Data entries
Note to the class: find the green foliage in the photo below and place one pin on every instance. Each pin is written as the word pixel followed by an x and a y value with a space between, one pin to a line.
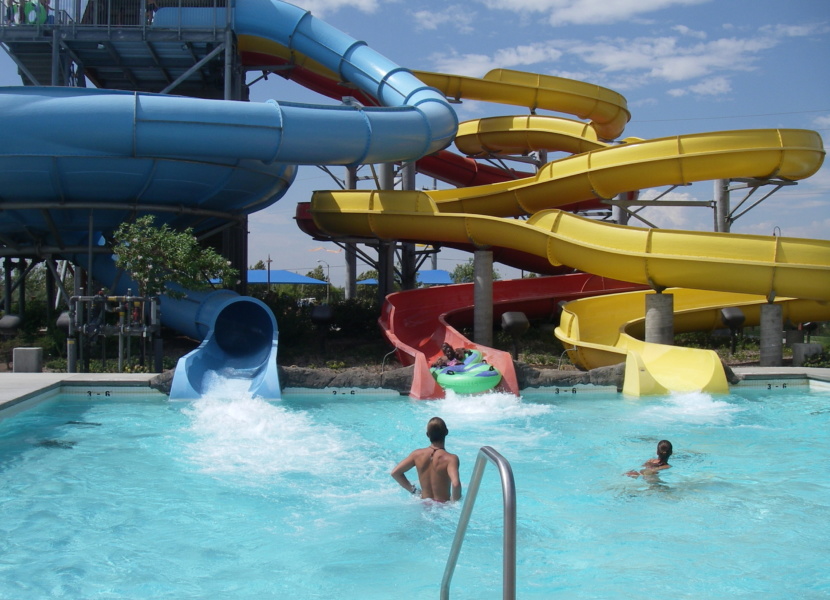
pixel 819 360
pixel 155 256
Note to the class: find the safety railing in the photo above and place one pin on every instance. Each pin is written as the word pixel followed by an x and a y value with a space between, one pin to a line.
pixel 122 14
pixel 508 488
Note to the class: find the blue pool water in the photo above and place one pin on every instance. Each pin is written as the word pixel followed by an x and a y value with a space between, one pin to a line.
pixel 132 496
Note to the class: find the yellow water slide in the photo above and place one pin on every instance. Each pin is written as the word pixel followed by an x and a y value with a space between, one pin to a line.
pixel 766 267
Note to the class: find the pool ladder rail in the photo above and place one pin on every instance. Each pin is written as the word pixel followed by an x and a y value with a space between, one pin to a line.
pixel 508 488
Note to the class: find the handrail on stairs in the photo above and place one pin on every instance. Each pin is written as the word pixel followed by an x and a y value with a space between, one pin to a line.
pixel 508 488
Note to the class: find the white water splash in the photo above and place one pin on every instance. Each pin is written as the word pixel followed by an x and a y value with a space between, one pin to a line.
pixel 238 434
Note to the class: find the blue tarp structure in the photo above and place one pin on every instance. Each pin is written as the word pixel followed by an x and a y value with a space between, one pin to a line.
pixel 277 277
pixel 436 277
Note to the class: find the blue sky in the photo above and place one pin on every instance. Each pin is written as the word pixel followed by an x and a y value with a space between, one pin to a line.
pixel 685 66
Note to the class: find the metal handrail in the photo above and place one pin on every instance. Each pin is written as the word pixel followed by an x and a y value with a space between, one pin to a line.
pixel 508 488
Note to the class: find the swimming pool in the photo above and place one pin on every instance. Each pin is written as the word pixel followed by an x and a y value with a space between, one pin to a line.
pixel 132 496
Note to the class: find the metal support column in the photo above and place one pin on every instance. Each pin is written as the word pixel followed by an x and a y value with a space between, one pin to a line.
pixel 483 298
pixel 351 247
pixel 722 221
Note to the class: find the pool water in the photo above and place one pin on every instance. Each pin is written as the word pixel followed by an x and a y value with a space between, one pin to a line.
pixel 132 496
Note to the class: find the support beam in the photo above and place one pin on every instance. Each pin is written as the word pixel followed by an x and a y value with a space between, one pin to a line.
pixel 660 318
pixel 351 247
pixel 483 297
pixel 772 343
pixel 722 220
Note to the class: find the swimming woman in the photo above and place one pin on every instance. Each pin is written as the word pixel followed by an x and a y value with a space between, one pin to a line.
pixel 664 450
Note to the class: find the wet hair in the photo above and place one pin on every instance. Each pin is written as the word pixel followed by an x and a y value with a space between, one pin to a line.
pixel 437 429
pixel 664 450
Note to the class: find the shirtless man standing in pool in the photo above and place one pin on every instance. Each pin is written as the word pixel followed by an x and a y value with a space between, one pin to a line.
pixel 437 468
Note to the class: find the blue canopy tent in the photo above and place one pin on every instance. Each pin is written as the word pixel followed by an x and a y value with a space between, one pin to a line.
pixel 277 277
pixel 436 277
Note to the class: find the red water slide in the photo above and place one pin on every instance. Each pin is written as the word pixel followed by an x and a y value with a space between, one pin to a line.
pixel 417 322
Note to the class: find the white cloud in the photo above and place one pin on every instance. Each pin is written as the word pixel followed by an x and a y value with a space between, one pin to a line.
pixel 589 12
pixel 714 86
pixel 460 19
pixel 667 59
pixel 322 8
pixel 683 30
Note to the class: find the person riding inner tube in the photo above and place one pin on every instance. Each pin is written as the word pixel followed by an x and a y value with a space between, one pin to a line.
pixel 470 375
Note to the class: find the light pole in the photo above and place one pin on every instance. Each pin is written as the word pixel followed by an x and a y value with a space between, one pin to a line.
pixel 328 278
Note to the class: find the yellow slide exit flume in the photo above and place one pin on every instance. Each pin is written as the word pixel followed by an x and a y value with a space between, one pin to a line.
pixel 764 267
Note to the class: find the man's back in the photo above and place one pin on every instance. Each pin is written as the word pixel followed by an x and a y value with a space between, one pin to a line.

### [Written exercise]
Copy the whole listing above line for line, leaving out the pictures.

### [Worked solution]
Note to the class: find the green foliage in the photo below and place one pin on every instance. Each pin is written as the word pixel followed by an x and a y value with a space between, one pin to a line.
pixel 819 360
pixel 155 256
Note to the class: find the safety railing in the photo above and place one pin on every instance. Each pin is written as the word pixel followed by an x and a y value with a space between, one pin to a line.
pixel 122 14
pixel 508 488
Note to the class: find the blue pool water in the photo above and place one pin on every instance. Each pin is written as the word pixel followed by an x and a y value with a space between, one pin to a line.
pixel 132 496
Note to the class: find the yellow water slide in the photo above and place one pin on every instance. Each pin is written as the word pixel followed by an x and a y value with a space between, one pin to a line.
pixel 766 267
Note to the class: find the pool ladder rail in the photo above and place one pin on every instance. Each pin is written as the word pixel followed by an x and a y value with a space between, one pin to a line.
pixel 508 488
Note to the class: find the handrail on stairs in the photo above and place one pin on every instance. Each pin is written as the word pixel followed by an x and a y value with a space between, one pin to a line.
pixel 508 488
Note to the class: find the white water splash in the photo above and place one pin on every instance. Each pin is written as the word pixel followed by an x and a y value with a space between, one pin to a line.
pixel 238 434
Note to the class: find the blue tarp structure in the photo above and place one pin on every instance. Each pin is written as the word pixel followed by an x and a y value with a space between, one pin to a line.
pixel 277 277
pixel 436 277
Note to the class: find the blue sky in the photo above and place one pin on every instance. Each pin is written as the word pixel followed by an x and a y value with a space between, one pin to a line.
pixel 685 66
Note to the class: find the metal handrail in the photo above and place one pin on every instance. Each pin is written as the word pixel followed by an x and a y value with a space between, one pin to a line.
pixel 508 488
Note to the class: find the swimming pool in the photo above and place one pin on every instance. Each pin is written as the word pixel followed by an x and a y value with a space between, one pin to a line.
pixel 132 496
Note to the class: find the metal support column in the photo above and place one pin on every instance. Each pin is written as the word pixel followed by an x and a y value with a space between, one pin to a line.
pixel 483 298
pixel 351 247
pixel 722 221
Note to the class: find the pool water in the photo above and place one pin on every instance. Each pin is written as the word pixel followed by an x and a y value with a space between, one pin to a line.
pixel 132 496
Note to the class: find the support beam in the photo above and place one pin on every instance. Each pin is written as the word pixel followed by an x and a y value with a space between, one pin to a line.
pixel 660 318
pixel 351 247
pixel 483 297
pixel 772 343
pixel 722 220
Note to the class: find the swimming woman in the photo above and place one pin on every instance. Each pin is written as the word pixel followed by an x and a y value with a space between, one pin to a line.
pixel 664 450
Note to the class: find the wet hair in the photo above and place one pin on every instance. Each pin is written as the word pixel followed by an x and a y value with a space between, one pin to a line.
pixel 437 429
pixel 664 450
Note to the class: find the shirtless man standing in pool in the photo above and place one pin on every instance. Each pin is written as the word pixel followed by an x and a y value with a space between, one pin to a line.
pixel 437 468
Note to the class: find the blue canopy tent in the photo above and place one pin on every instance. Each pin is written as the word pixel followed by an x and a y value with a space between, one pin to a line.
pixel 277 277
pixel 436 277
Note to the class: find the red water slide in the photo above and place one pin on every instance. Each pin is written as the word pixel followed by an x and a y value with a space between, one pin to a line.
pixel 417 322
Note to the class: find the white cloud in the photo above and place one pin on every instance. Each pin is written as the word pixel followed by an x and a y value with a space between, one pin to a line.
pixel 589 12
pixel 714 86
pixel 460 19
pixel 667 59
pixel 322 8
pixel 683 30
Note to the class: find the person riding inner tube in the photo above and place one pin on every instance. Each pin is written as the word pixel followed by an x and a y value with a space between, one pin to a line.
pixel 470 375
Note to the class: find the light pole in the photo above and place one pin on every instance. Each pin is written as the word pixel followed by an x and a y value with a space between, one pin to a line.
pixel 328 278
Note to the class: find the yellow slide exit flume in the photo above and place one pin on every instance. Each pin is written as the word pixel followed by an x and a y value with a space between, one pin to a line.
pixel 764 267
Note to the class: find the man's back in the photo above and place one pin on every instance. Each pin is written as the word pixel followed by an x and a y value with a space between, one pin to a line.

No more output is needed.